### WHAT YOU HAVE TO DO
Return each line of the records below word for word, but leave out the pictures.

===

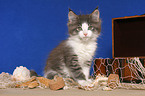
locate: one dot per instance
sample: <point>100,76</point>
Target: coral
<point>21,74</point>
<point>56,83</point>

===

### TASK RESULT
locate: one dot per instance
sample: <point>100,76</point>
Target: coral
<point>21,74</point>
<point>56,83</point>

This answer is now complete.